• _EXERCISE TASK_
Could you copy out the material starting at the line that contains "Find the marble" and running through the end of the material, requests included, with every x and y coordinate in the answers multiplied by 0.85 and rounded to whole numbers, halves rounded up? Leave the pictures out.

◆ ◆ ◆

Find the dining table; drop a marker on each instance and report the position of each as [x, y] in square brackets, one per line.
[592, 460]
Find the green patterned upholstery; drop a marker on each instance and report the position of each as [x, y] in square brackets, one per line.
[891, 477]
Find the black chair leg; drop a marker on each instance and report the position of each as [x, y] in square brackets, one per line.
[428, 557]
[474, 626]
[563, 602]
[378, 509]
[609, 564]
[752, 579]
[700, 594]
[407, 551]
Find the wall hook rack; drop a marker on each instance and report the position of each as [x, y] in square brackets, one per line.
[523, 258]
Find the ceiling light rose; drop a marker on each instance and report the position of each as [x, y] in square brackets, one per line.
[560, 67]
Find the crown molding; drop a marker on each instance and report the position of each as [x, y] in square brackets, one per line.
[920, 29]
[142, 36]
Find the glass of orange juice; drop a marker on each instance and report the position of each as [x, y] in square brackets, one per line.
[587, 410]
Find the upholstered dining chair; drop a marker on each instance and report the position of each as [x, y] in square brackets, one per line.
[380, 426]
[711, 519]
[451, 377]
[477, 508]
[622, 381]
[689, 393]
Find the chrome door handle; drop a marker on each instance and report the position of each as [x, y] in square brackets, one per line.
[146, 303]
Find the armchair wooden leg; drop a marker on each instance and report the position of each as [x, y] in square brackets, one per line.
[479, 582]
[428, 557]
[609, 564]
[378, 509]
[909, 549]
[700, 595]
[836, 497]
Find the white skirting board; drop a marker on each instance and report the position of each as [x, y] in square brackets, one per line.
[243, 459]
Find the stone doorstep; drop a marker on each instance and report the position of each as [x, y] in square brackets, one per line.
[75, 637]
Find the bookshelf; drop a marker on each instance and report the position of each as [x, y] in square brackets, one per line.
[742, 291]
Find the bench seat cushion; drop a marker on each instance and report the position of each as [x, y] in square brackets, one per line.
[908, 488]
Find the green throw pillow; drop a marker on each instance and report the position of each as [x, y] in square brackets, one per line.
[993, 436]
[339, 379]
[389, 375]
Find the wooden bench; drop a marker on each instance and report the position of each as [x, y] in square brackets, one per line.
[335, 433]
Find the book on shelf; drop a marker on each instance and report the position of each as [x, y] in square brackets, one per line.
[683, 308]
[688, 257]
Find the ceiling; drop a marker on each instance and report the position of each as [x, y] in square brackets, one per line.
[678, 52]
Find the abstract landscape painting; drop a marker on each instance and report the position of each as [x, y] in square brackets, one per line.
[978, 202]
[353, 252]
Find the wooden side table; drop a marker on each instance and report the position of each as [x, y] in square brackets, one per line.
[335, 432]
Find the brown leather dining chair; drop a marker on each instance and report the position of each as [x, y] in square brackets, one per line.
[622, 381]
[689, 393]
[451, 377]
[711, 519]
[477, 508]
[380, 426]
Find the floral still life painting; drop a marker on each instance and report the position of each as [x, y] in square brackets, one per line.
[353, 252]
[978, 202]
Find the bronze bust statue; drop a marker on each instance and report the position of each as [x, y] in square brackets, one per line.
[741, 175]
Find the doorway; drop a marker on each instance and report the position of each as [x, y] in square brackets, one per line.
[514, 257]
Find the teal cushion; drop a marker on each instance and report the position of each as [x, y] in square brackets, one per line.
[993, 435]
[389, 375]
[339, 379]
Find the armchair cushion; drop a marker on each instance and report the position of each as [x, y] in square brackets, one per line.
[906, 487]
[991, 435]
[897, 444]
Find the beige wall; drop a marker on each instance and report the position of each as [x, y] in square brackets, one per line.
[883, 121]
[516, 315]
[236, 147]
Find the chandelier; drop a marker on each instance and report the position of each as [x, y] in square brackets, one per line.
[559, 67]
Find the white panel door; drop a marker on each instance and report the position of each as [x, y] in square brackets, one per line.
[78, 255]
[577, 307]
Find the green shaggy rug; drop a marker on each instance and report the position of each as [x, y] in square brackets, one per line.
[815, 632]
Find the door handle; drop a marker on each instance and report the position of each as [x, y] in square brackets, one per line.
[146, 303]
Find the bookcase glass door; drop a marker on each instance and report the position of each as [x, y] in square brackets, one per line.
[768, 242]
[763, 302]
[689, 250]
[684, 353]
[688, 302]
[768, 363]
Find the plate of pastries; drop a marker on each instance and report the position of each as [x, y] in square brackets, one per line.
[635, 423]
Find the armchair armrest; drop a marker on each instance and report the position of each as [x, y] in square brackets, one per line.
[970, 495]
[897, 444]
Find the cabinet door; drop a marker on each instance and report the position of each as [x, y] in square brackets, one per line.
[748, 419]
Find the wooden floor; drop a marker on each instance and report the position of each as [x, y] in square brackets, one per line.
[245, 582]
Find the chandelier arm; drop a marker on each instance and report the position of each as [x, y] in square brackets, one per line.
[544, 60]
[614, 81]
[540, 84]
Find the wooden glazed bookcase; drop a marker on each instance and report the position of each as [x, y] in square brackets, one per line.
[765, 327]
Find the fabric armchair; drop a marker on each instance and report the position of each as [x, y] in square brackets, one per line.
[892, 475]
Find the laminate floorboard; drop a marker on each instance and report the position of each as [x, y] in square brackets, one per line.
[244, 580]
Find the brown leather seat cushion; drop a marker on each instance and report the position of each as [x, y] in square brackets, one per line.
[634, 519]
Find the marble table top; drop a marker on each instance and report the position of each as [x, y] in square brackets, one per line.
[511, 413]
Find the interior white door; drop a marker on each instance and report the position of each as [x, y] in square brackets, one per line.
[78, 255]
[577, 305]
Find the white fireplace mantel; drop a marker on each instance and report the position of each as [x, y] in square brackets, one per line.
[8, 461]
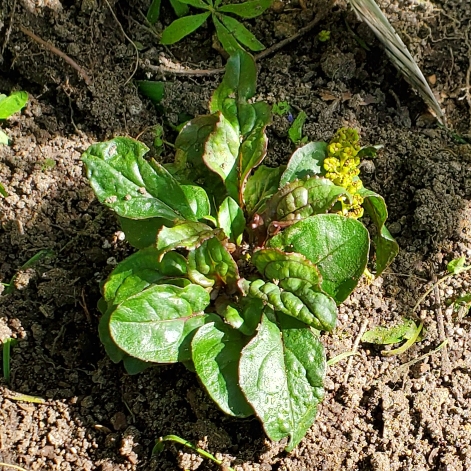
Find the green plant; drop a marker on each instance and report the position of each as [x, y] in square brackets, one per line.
[230, 32]
[238, 270]
[153, 13]
[10, 105]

◆ ◆ ◆

• _ANSWER TO THIS TASK_
Find the marble table top; drop a marker on each instance and report the position of each as [x, y] in square brackets, one per line.
[434, 351]
Find the interior white door; drop a marker on each instance and report the position of each as [x, y] in square brackets, one per line.
[66, 217]
[490, 259]
Find the white fireplace mantel; drop a marker on each instance and report the position of each as [x, y] in square brackets, one per line.
[7, 392]
Find the green plant; drop a marker on each instance and report the position of each as [x, y] in square brackets, one per line.
[196, 27]
[202, 230]
[130, 11]
[9, 89]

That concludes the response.